Reading passage>
You visit the INM desk in the airport before leaving Mexico. In Cancun the desk is before security, I've read in other airports it's after security. You show them your RT/RP card. They hand you an FMM with some of the fields highlighted, top and bottom half. You get out of line, fill out those fields and go through the line again. In Box 9 on the top half you can check "other" instead of "tourism" if that's one of the boxes you have to fill out. I don't know for sure that it matters, but why take a chance screwing things up? 

The second time through the line you hand them your RT, boarding pass and passport. They check that you filled out the FMM correctly, stamp it, tear it in half and hand you back the lower half. (I think I remember that right, it could be that it's torn in half and half is kept at the gate rather than by the INM agent at the desk - for sure by the time you get on the plane you have only half of the FMM, and the top half has been handed over).

When you land in the US you don't need to show them the FMM or your Mexican RT/RP card, you just use your passport to enter the US. 

On your return to Mexico:

When you leave the US you again use only your US passport. It's only use at that point is to satisfy the airlines that you can get into Mexico and they won't be stuck flying you back to the US. You could theoretically show them the RT instead, and maybe even avoid a tax, but it's more complicated.

On the plane back from Mexico they may give you a blank FMM, and you can keep it for your next trip if you want - I have two here that I've collected that way. The problem is I can't remember which fields the INM highlights on the way out. If I could, I could use one of these blanks I have on my next trip and avoid having to wait through the line the first time just to get the form. 

Instead of filling out a blank FMM, on the plane back you have to fill in the rest of the fields on the half of the FMM you kept on the way out (boxes 7-10). Box 7: check other, 8 check air, 9 put the airline, 10 put the flight number.

When you enter Mexico you go through the citizens and permanent residents line rather than the tourist line - here is where you save the time that you lost going through the INM lines on the way out, because there's often no one in that line and you march straight up to a dedicated agent. 

You give him your RT/RP card, your FMM lower half, and they want your passport to stamp. They keep the lower half of the FMM and you enter Mexico with just your RT/RP card and passport, and no FMM (unless you kept a blank one that you collected on the plane to use next trip).


----------



## josekoko (May 25, 2017)

Thank you. I appreciate all the answers. Reading through these, though, I think I will read the official site(s) and hope for the best.


----------



## Isla Verde (Oct 19, 2011)

josekoko said:


> Thank you. I appreciate all the answers. Reading through these, though, I think I will read the official site(s) and hope for the best.


Make sure the official sites show a recent date.


----------



## surabi (Jan 1, 2017)

Not all Mexican airports have residents going through the same line at immigration as citizens.

As well, altho I have read (and as was posted earlier on this thread) that immigration supposedly does not any longer require residents to fill out an FMM, that is not my personal experience when flying out from, or into, either the PV airport or the Cabo airport. As trying to argue legalities or ignorance of the law with officials at the airport is not likely to be well received, and could result in missing one's flight, and as filling out the FMM is painless and costs nothing, I'll just keep filling them out and turning them in until they tell me not to.

[Data items]
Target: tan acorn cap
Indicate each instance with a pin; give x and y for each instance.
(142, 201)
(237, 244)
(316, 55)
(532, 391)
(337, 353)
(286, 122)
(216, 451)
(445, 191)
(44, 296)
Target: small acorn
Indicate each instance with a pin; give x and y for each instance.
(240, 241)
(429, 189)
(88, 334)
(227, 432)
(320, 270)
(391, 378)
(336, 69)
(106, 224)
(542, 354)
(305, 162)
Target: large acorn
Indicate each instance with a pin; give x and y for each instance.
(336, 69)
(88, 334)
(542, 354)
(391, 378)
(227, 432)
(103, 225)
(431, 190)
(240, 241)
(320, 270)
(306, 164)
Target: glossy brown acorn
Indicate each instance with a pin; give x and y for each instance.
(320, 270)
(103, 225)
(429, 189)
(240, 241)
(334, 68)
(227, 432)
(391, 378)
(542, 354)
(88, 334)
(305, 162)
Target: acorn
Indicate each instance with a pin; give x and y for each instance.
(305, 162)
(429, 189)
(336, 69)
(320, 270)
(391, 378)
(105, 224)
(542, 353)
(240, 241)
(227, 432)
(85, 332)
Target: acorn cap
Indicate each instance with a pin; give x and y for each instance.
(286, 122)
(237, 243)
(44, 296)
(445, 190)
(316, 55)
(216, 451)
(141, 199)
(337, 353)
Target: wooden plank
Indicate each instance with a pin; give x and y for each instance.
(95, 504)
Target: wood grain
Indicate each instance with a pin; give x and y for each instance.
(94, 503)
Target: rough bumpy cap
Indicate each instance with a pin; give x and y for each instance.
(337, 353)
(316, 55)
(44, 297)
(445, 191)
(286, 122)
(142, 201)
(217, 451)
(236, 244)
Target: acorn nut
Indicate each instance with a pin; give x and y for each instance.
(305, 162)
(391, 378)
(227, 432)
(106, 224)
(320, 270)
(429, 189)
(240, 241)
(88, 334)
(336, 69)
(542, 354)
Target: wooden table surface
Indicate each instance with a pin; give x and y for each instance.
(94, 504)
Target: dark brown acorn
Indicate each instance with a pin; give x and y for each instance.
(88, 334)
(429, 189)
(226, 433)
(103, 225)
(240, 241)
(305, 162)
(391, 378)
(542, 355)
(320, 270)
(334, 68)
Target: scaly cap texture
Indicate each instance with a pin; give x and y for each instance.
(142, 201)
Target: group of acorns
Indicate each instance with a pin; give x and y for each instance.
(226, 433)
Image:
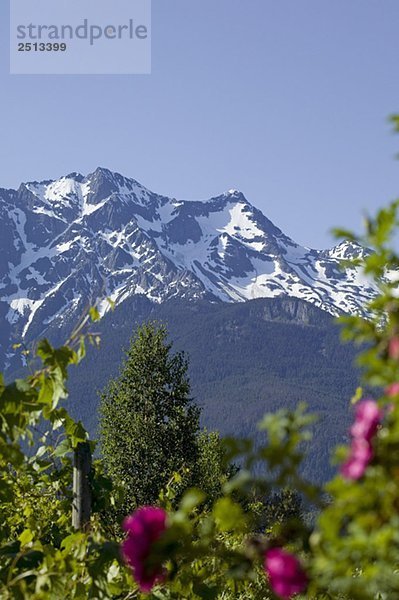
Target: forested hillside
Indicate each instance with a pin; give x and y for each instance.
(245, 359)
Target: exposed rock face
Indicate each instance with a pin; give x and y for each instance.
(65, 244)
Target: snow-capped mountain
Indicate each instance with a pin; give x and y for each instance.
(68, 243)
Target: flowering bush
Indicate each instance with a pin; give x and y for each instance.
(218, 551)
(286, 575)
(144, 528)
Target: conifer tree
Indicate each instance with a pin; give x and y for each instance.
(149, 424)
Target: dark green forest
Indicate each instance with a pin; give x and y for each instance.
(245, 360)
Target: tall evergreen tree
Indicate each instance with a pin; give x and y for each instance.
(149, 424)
--
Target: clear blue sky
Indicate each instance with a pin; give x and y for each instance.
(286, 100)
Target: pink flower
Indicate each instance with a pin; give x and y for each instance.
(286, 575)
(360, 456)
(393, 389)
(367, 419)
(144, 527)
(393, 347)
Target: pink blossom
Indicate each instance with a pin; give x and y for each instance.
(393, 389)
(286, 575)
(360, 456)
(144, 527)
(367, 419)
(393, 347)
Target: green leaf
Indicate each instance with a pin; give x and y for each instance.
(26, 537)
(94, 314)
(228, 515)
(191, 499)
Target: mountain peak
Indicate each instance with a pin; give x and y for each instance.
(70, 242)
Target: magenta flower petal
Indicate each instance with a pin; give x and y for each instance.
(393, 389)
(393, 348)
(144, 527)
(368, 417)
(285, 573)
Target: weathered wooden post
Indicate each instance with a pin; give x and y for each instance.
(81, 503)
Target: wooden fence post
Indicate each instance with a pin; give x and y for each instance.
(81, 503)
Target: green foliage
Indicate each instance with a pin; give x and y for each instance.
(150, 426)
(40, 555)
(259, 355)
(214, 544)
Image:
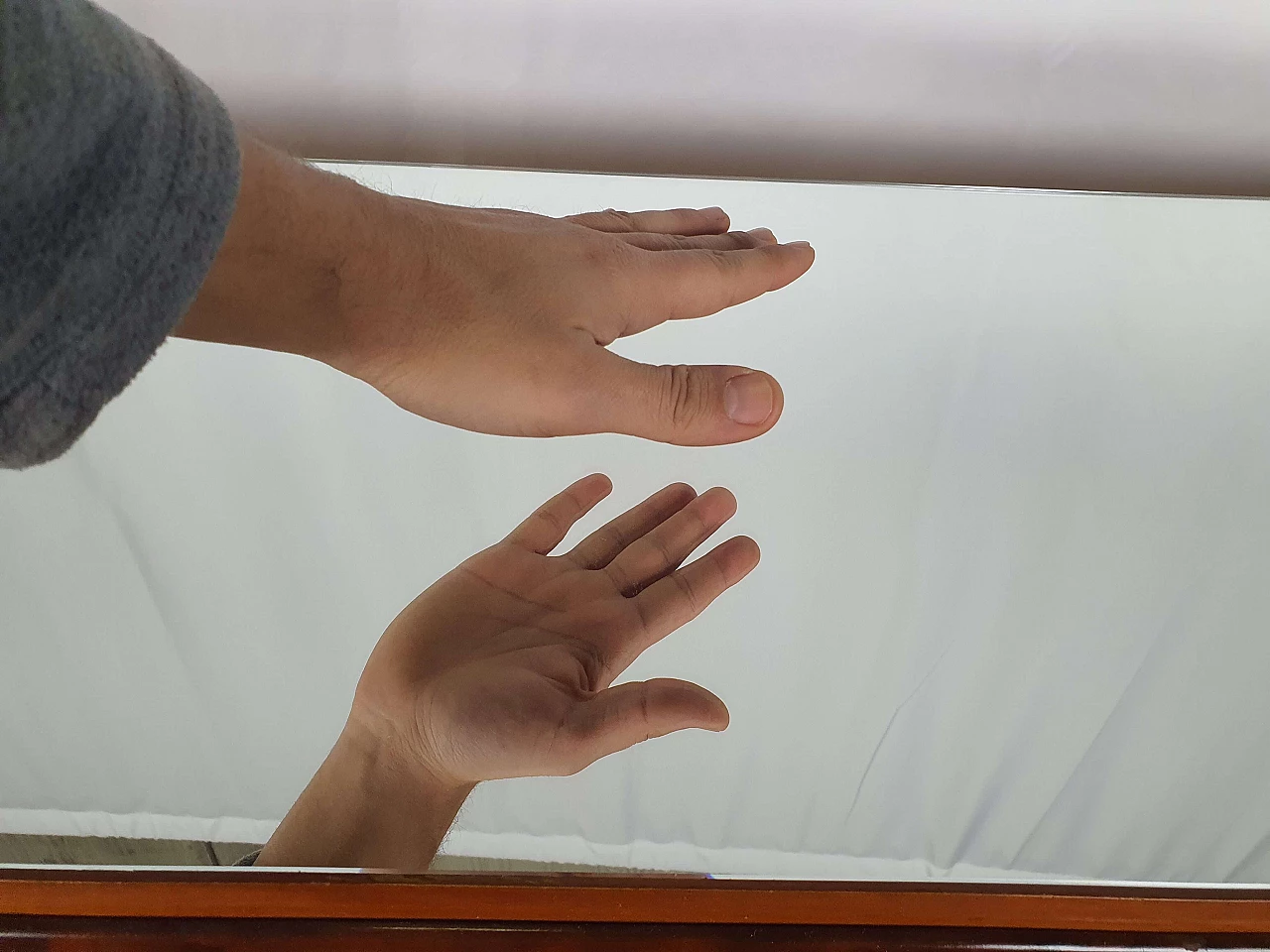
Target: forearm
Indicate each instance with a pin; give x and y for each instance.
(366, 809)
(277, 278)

Exercise>
Can you update the thread on Mexican airport immigration, everything from "When you enter" down to "(May 25, 2017)", so that "tourist line" becomes "visitor line"?

The completed task>
When you enter Mexico you go through the citizens and permanent residents line rather than the visitor line - here is where you save the time that you lost going through the INM lines on the way out, because there's often no one in that line and you march straight up to a dedicated agent. 

You give him your RT/RP card, your FMM lower half, and they want your passport to stamp. They keep the lower half of the FMM and you enter Mexico with just your RT/RP card and passport, and no FMM (unless you kept a blank one that you collected on the plane to use next trip).


----------



## josekoko (May 25, 2017)